[Records of labeled points]
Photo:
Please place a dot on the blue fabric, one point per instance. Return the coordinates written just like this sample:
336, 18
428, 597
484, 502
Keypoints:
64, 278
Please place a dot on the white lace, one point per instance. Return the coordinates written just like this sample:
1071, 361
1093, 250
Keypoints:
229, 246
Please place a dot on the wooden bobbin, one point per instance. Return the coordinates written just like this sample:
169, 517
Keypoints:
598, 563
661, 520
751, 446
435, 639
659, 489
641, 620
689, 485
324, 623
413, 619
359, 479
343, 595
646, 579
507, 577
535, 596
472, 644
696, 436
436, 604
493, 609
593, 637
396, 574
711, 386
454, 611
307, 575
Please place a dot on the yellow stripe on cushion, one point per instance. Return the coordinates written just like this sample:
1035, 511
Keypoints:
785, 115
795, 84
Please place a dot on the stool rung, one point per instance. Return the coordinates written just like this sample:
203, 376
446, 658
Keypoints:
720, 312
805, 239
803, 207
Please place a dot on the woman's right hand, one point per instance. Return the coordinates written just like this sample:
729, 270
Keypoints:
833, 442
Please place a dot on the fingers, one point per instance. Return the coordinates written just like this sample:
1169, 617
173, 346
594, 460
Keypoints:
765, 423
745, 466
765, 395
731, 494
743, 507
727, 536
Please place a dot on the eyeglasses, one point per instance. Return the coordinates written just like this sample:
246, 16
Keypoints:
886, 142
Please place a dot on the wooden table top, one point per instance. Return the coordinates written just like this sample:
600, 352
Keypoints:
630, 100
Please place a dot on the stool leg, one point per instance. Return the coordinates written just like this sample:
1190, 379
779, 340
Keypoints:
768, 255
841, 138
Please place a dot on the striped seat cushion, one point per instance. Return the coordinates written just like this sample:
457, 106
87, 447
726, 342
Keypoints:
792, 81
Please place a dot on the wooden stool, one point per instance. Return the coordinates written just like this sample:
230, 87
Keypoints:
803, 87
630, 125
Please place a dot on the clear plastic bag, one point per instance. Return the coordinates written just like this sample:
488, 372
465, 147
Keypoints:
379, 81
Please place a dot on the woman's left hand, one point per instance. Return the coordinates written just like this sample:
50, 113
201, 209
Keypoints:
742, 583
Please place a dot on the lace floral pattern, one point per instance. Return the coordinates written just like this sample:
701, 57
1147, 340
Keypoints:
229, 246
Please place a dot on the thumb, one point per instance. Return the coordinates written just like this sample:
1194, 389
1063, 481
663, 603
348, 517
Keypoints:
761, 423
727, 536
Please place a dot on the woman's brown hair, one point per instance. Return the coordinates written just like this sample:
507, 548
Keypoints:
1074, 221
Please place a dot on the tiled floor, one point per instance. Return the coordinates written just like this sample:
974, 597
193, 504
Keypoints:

**Stated exercise**
Reproduce the records above with each "place a dot on" changed to "put a point on", keeping everything else the same.

**Result for this task**
Photo:
Please put a point on the blue fabric, one point per instance. Return the coordinates written just like this sample:
336, 18
428, 597
484, 502
Keypoints:
64, 278
Please put a point on the white lace, one point per instance. Return the coordinates written just like this sample:
1071, 361
1093, 250
Keypoints:
229, 246
Please put a point on the wooden bobbin, one point per instance. Return the coordinates written just like this sample:
169, 517
Keypoints:
598, 563
661, 520
751, 446
435, 639
659, 489
641, 620
689, 485
324, 623
413, 619
359, 479
343, 595
646, 579
507, 577
535, 596
472, 644
696, 436
436, 604
493, 609
593, 637
396, 574
711, 386
454, 611
307, 575
Please put a point on the yellow stripe on cushion, one point per instance. Return the coordinates written just like this sample:
1035, 511
Keypoints:
785, 115
795, 84
Please put a point on the stool rung, one point per instance. Return the coordinates written just like this sample:
203, 376
446, 658
Keypoints:
720, 312
805, 239
803, 207
Please put a point on the woman's right hand, one point per instance. Return the coordinates written just like this sample:
729, 270
Keypoints:
833, 442
Please put a point on the fingers, one point per instance. Return the coordinates written just like this sample:
1169, 617
173, 346
594, 460
Keypoints:
765, 423
745, 466
765, 395
731, 494
743, 507
727, 536
Please put a point on the eyeglasses, one point per instance. Return the coordinates written just like this sample:
246, 16
Keypoints:
886, 142
Please put a point on the wooden table top, one point per instance. Return the coordinates written just like this sample:
600, 352
Keypoints:
630, 100
Please put a point on the stool leg, one point per instance. Return the coordinates written just like this sample:
1190, 379
779, 340
Keypoints:
768, 255
841, 138
Please put a point on the striped seat cushion, one point per instance. Return the coordinates written just like this sample:
457, 106
87, 447
726, 342
Keypoints:
792, 81
Please put a point on the wooden stool, one point per instance. Return the coordinates written just like this sample:
230, 87
Keypoints:
803, 87
630, 125
Please put a point on the clear plastic bag, one point per instance. Return the coordinates written just like this sample:
488, 372
465, 147
Keypoints:
379, 81
Please put a point on the woman's left hand, one point per instance. Return the coordinates written just like this sample:
50, 113
201, 209
Keypoints:
742, 583
Please put a point on the lace floral pattern, one point per instance. Return the coordinates written just like this sample:
701, 57
1147, 340
Keypoints:
229, 246
Please put a point on the thumb, one point per instance. Return the coordinates written just like this sample:
1194, 389
1063, 481
663, 603
348, 517
Keypoints:
761, 423
727, 536
Please put a point on the woman's brown hair, one point per instance. Return the coordinates written just like this sample:
507, 548
Keypoints:
1074, 221
Please put a point on the tiled floor, one point per instance. Return the coordinates written just like this sample:
974, 597
193, 504
Keypoints:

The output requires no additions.